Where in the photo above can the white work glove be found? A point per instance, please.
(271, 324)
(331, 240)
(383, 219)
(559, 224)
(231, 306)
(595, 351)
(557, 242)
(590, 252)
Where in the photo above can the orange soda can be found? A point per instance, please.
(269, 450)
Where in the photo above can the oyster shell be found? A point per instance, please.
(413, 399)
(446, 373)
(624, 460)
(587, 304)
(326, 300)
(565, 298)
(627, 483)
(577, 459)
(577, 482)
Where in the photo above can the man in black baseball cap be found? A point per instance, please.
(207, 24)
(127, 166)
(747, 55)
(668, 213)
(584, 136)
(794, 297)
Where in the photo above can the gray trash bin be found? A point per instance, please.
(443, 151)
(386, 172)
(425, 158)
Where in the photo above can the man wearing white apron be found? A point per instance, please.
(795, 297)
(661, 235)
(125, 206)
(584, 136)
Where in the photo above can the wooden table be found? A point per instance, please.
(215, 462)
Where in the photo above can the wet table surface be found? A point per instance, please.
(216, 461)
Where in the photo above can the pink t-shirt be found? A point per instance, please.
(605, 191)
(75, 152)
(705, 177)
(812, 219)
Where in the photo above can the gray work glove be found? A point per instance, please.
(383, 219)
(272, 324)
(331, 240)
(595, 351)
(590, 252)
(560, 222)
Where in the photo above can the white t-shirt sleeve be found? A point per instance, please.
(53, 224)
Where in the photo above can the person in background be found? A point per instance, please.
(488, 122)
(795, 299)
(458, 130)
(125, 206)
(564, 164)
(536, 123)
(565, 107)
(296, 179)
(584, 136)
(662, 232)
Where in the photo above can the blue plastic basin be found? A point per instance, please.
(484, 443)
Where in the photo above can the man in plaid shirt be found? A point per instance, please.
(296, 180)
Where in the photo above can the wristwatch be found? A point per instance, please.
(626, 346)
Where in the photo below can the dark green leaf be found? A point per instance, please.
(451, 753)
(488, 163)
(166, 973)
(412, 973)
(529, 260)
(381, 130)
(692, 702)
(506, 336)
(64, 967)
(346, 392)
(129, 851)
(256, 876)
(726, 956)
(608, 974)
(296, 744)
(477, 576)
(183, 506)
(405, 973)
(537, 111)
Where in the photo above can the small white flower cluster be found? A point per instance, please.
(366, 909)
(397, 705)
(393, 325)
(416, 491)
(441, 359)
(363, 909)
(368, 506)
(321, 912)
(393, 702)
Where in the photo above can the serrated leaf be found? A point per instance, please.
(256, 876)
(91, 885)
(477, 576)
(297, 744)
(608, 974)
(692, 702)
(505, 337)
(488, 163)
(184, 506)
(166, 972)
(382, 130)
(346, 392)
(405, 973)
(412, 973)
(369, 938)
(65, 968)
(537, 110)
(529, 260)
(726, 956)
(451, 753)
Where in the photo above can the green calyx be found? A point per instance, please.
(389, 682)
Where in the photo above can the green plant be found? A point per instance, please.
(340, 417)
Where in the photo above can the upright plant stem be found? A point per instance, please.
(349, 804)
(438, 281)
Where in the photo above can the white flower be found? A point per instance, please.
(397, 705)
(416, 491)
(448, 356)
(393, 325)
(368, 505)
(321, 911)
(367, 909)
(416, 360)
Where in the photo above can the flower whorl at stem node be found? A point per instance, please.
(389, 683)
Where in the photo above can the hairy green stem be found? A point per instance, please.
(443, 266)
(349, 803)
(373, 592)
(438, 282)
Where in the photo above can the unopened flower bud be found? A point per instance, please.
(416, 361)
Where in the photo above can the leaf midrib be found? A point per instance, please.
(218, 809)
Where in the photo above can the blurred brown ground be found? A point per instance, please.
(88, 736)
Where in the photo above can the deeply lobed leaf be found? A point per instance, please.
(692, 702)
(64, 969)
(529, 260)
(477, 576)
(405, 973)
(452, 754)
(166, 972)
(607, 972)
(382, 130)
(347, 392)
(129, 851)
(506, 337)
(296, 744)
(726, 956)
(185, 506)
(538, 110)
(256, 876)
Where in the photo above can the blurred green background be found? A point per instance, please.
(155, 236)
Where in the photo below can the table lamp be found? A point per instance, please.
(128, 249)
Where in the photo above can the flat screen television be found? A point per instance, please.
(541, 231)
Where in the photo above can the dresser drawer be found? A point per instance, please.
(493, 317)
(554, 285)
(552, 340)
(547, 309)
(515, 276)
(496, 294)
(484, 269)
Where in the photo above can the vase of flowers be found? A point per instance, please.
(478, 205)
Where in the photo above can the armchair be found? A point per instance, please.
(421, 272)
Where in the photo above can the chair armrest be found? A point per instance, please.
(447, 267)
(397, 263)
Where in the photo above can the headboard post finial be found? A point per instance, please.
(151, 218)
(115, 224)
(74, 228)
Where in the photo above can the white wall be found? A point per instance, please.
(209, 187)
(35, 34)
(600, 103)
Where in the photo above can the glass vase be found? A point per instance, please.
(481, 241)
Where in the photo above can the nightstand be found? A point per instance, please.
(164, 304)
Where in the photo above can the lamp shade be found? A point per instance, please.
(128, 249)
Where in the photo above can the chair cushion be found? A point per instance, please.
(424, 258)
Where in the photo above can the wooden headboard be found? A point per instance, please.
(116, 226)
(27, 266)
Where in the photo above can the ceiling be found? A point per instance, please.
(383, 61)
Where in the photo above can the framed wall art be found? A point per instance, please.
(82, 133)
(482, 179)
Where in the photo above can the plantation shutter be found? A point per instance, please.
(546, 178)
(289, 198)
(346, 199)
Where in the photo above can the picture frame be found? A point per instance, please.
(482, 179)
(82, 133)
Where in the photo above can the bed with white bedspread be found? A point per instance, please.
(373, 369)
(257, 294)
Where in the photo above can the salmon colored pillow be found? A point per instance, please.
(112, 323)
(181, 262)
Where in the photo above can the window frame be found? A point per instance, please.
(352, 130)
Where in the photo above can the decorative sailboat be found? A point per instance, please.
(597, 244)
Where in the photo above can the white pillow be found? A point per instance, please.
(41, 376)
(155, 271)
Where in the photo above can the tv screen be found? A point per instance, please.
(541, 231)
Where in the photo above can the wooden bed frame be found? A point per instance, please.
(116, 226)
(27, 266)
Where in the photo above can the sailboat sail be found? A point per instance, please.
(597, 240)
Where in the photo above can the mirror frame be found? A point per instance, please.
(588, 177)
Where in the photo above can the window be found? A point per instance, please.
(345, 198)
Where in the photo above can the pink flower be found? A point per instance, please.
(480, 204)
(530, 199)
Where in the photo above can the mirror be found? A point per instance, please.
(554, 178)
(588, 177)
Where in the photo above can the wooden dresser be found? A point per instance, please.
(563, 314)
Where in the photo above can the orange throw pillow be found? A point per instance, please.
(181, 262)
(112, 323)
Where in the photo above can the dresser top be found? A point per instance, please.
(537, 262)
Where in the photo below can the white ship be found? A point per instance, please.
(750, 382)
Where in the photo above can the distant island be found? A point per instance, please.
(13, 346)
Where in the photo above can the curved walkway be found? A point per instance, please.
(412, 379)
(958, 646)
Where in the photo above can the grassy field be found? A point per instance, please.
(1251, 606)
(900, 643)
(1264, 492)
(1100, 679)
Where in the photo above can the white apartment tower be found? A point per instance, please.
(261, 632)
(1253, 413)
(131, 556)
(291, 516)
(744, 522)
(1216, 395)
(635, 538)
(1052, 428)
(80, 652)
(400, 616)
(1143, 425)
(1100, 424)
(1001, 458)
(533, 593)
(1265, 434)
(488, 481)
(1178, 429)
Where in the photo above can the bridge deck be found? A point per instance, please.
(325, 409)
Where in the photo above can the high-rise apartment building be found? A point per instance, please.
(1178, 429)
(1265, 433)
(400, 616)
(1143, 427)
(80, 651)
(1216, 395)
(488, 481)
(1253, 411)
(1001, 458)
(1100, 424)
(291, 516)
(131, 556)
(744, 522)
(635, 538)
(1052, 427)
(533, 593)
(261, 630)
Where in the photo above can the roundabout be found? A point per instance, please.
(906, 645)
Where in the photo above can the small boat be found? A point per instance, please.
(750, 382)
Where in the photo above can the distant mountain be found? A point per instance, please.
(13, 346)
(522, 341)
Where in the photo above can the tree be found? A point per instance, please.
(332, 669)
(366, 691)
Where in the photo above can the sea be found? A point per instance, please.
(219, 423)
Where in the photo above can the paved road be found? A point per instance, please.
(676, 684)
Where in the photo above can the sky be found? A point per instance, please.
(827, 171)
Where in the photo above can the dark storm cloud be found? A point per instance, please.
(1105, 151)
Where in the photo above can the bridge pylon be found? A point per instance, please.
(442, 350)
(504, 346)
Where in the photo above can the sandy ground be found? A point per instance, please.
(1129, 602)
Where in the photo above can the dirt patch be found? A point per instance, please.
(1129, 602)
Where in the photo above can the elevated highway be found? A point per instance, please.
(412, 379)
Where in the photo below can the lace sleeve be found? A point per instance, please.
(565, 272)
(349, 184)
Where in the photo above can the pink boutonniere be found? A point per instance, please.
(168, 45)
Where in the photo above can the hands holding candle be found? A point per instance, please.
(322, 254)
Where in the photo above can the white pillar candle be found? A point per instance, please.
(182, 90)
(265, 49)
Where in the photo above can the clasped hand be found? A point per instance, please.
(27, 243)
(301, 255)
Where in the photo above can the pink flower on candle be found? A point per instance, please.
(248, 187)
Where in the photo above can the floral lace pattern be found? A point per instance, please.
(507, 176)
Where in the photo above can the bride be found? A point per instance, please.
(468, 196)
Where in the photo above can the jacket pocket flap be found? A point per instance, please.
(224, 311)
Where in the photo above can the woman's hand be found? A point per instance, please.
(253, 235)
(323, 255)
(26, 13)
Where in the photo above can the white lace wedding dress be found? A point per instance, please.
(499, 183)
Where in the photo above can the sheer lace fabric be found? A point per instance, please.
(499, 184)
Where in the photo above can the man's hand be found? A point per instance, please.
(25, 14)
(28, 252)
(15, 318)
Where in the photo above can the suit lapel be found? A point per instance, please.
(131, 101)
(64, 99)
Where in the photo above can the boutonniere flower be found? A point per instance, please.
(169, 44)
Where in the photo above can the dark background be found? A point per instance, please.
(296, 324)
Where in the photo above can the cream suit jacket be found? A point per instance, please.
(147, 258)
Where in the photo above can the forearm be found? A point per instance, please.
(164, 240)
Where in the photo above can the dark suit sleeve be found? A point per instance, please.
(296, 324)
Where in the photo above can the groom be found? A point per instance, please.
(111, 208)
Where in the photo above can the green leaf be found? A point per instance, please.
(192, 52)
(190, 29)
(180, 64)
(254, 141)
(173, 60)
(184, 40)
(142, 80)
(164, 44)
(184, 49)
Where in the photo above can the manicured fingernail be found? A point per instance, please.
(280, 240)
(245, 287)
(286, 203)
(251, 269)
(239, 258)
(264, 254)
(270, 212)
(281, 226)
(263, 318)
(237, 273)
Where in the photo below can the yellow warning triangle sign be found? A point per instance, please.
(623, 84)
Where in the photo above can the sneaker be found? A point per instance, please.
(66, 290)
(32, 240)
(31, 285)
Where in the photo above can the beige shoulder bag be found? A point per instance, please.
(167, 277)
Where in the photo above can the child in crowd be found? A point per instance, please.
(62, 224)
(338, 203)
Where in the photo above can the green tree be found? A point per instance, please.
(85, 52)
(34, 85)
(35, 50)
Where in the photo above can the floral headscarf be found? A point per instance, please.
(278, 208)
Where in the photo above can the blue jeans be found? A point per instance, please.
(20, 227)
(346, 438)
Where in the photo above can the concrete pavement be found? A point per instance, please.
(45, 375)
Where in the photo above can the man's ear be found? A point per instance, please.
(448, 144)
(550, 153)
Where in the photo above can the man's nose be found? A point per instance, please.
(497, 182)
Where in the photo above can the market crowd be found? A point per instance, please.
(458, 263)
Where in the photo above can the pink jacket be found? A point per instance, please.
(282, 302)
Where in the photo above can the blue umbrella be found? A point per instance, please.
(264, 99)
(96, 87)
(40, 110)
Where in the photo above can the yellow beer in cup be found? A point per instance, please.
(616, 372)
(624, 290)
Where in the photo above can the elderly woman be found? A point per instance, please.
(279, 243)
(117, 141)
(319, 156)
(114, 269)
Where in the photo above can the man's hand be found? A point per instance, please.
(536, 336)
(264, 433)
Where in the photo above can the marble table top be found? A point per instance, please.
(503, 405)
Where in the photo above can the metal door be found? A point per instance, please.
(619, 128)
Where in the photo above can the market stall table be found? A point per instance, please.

SET EXERCISE » From the line that contains "Where in the photo below can the yellow" to the last line of the material above, repeat every line exactly, keeping both the first and the last.

OUTPUT BELOW »
Where in the photo below can the yellow warning triangle sign be found? A point per instance, please.
(623, 84)
Where in the photo above can the sneaker be found? A point per instance, please.
(66, 290)
(32, 240)
(31, 285)
Where in the photo above can the beige shoulder bag be found? A point per instance, please.
(167, 277)
Where in the photo above can the child in crowd be found? A point per instance, please.
(62, 224)
(338, 203)
Where in the photo above can the green tree be found? A point per instance, please.
(85, 52)
(34, 85)
(35, 50)
Where in the photo above can the floral headscarf be found? A point per instance, please.
(278, 208)
Where in the photo above can the blue jeans be found? A point per instance, please.
(20, 227)
(346, 438)
Where in the photo above can the concrete pavement be found? A point per instance, please.
(45, 375)
Where in the photo above can the man's ear be found? A point per instance, please.
(448, 144)
(550, 153)
Where in the photo above can the man's nose be found? A point per instance, please.
(497, 182)
Where in the photo above can the market crowd be found? A point per instance, please.
(458, 263)
Where in the photo above can the pink jacket be found? A point per instance, please.
(282, 302)
Where in the photo above can the blue umbrella be found? A point per instance, please.
(264, 99)
(96, 87)
(40, 110)
Where in the photo above can the yellow beer in cup be found? A point per instance, please.
(616, 372)
(624, 290)
Where in the photo above can the elderly woman be found? A point per instance, please.
(279, 243)
(117, 141)
(319, 156)
(114, 269)
Where in the photo above can the man's hand be found? A point per instance, please.
(536, 336)
(264, 433)
Where in the photo above can the marble table top be found? A point per instance, please.
(503, 405)
Where in the photo above can the metal door be found? A point per instance, please.
(619, 128)
Where in the photo above can the market stall table be found? A point per instance, please.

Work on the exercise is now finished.